Daftar Tugas =
a. Tuliskan ulang bagian teks acuan mulai dari "Dosen Universitas Islam" hingga "dan kasih sayang." tanpa mengubah apa pun.
b. Sebutkan semua jenis keragaman yang menurut teks acuan membuat Indonesia menjadi bangsa yang majemuk.

Teks Acuan =

◆ ◆ ◆ ◆ ◆

Dosen Universitas Islam Negeri Sultan Aji Muhammad Idris (UINSI) Samarinda Khojir (foto: Hab) Samarinda
Samarinda – Indonesia berdiri sebagai bangsa yang majemuk, dengan keragaman etnis, budaya, dan agama. Kemajemukan ini diikat oleh semangat Pancasila yang menempatkan Ketuhanan Yang Maha Esa sebagai sila pertama. Islam sebagai agama mayoritas di negeri ini juga mengajarkan prinsip rahmatan lil ‘alamin, yang semestinya mendorong umat Muslim untuk menjadi teladan dalam perdamaian, keadilan, dan kasih sayang.
Namun, fakta sosial kerap menunjukkan kontradiksi: kekerasan, intoleransi, bahkan persekusi justru dilakukan dengan mengatasnamakan agama. Fenomena inilah yang menjadi ironi sekaligus tantangan serius bagi bangsa Indonesia. Tulisan ini dimaksudkan memberikan refleksi kritis terhadap fenomena kekerasan yang mengatasnamakan agama di Indonesia.

◆ ◆ ◆ ◆ ◆

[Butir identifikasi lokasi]

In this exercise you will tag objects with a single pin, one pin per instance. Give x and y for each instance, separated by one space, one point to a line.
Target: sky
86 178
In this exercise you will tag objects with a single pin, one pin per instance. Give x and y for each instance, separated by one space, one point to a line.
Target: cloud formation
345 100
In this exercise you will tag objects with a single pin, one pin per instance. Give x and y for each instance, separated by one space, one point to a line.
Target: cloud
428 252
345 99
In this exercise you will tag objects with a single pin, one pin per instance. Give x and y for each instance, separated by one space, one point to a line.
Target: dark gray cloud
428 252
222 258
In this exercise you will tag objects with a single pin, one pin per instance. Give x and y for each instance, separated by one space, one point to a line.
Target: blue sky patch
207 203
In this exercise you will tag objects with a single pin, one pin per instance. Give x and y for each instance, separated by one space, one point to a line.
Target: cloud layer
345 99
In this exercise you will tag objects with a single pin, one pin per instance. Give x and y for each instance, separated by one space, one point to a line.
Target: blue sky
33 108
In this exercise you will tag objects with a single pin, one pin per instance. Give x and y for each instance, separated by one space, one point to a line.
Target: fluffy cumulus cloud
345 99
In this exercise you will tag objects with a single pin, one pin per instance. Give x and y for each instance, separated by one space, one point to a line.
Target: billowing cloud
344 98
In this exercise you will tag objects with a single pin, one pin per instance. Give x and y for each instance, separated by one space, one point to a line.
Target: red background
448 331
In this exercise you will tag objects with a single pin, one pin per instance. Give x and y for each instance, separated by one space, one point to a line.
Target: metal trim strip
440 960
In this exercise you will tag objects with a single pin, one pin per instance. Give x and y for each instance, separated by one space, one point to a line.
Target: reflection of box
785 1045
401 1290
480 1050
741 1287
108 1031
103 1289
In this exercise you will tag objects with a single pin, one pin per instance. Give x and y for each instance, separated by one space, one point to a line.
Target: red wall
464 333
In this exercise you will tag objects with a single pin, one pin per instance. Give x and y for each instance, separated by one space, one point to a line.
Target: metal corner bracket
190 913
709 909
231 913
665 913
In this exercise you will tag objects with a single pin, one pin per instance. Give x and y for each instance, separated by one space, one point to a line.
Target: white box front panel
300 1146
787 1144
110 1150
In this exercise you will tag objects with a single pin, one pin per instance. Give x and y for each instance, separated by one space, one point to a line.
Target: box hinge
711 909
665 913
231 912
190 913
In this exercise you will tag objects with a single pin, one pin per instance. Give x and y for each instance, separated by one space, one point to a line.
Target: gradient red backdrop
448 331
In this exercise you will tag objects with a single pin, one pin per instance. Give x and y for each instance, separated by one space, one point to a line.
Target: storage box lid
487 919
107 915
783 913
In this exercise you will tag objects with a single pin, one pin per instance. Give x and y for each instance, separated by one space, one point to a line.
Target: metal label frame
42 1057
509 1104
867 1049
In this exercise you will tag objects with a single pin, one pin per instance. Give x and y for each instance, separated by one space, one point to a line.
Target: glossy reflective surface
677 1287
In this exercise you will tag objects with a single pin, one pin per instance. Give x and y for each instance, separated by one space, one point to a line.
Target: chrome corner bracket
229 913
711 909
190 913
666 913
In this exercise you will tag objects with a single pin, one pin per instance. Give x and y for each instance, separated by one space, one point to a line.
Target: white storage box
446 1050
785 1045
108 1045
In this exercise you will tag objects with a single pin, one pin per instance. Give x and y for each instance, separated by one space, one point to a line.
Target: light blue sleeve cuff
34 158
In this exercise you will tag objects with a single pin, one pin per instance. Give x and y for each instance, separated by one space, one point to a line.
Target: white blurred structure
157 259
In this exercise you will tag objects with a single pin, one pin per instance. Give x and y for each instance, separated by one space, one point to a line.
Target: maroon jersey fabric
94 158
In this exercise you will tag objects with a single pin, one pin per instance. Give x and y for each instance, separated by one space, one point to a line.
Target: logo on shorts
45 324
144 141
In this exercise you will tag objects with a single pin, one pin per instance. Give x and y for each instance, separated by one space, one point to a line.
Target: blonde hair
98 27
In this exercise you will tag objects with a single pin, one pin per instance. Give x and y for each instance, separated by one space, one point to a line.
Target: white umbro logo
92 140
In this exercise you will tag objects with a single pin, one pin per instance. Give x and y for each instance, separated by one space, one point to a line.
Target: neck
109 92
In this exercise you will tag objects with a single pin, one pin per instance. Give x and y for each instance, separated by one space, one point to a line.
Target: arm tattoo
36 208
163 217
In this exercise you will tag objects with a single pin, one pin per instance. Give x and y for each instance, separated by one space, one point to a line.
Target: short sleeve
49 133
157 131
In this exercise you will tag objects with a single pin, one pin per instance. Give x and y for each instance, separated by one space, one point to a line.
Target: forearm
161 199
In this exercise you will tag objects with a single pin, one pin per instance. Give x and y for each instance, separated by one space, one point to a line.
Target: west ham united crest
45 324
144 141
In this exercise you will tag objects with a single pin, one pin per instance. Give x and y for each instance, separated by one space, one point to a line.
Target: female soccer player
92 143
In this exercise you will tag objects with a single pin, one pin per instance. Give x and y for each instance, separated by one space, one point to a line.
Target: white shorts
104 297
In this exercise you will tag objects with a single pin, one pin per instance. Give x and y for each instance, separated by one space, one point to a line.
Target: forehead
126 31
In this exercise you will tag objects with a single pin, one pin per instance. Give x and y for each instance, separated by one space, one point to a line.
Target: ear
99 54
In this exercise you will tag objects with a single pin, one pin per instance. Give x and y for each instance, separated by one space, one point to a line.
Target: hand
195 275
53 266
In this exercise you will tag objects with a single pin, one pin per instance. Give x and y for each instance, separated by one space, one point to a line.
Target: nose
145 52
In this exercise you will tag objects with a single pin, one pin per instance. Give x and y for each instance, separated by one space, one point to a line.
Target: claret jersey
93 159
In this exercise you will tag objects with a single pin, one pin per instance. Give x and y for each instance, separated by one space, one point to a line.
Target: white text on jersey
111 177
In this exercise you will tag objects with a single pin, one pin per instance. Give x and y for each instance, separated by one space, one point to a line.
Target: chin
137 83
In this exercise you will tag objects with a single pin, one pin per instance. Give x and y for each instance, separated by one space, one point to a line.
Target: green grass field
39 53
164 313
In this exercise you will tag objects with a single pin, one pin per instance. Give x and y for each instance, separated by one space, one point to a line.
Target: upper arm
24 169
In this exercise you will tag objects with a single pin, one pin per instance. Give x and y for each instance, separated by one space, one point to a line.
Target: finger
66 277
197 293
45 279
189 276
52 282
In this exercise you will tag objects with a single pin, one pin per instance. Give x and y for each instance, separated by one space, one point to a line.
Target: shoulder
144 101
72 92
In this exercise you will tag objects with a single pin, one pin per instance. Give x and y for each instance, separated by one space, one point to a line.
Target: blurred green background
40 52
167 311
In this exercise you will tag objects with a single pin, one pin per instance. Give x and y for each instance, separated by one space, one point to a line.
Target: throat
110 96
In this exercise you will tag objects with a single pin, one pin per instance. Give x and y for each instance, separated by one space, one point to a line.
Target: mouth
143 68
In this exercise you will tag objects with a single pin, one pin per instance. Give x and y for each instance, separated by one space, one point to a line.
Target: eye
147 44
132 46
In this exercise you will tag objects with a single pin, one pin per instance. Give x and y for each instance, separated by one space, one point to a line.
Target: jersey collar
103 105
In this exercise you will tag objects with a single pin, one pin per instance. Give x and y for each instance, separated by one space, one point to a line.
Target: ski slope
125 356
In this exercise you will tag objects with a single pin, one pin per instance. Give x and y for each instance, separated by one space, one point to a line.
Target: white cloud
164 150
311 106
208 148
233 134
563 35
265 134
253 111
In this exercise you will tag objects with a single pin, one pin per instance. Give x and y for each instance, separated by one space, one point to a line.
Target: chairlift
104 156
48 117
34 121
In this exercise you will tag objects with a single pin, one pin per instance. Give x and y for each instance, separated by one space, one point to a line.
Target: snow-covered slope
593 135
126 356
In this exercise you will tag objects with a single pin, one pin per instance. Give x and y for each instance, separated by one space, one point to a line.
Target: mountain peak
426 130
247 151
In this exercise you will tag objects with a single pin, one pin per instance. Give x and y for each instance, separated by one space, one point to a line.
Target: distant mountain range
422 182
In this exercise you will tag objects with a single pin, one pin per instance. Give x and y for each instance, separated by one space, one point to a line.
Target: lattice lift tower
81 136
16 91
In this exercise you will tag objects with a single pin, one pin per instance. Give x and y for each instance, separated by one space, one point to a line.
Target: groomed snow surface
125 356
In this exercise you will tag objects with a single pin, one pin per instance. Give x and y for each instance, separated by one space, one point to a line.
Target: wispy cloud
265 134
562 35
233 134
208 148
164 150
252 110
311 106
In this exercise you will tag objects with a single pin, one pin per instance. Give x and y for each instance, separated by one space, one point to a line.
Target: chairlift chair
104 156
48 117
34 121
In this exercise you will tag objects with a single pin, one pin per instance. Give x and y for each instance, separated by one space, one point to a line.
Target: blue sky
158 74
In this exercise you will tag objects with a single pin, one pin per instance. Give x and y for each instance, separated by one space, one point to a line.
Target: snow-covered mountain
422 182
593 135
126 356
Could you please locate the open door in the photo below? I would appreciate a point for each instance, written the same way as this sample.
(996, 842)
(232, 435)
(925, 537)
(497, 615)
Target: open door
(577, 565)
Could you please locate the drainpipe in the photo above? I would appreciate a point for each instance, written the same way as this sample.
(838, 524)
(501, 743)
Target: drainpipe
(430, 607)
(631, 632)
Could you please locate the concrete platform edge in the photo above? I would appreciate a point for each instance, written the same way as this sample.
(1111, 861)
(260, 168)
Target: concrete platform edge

◆ ◆ ◆ ◆ ◆

Jawaban Tugas =
a.
Dosen Universitas Islam Negeri Sultan Aji Muhammad Idris (UINSI) Samarinda Khojir (foto: Hab) Samarinda
Samarinda – Indonesia berdiri sebagai bangsa yang majemuk, dengan keragaman etnis, budaya, dan agama. Kemajemukan ini diikat oleh semangat Pancasila yang menempatkan Ketuhanan Yang Maha Esa sebagai sila pertama. Islam sebagai agama mayoritas di negeri ini juga mengajarkan prinsip rahmatan lil ‘alamin, yang semestinya mendorong umat Muslim untuk menjadi teladan dalam perdamaian, keadilan, dan kasih sayang.

b. etnis, budaya, agama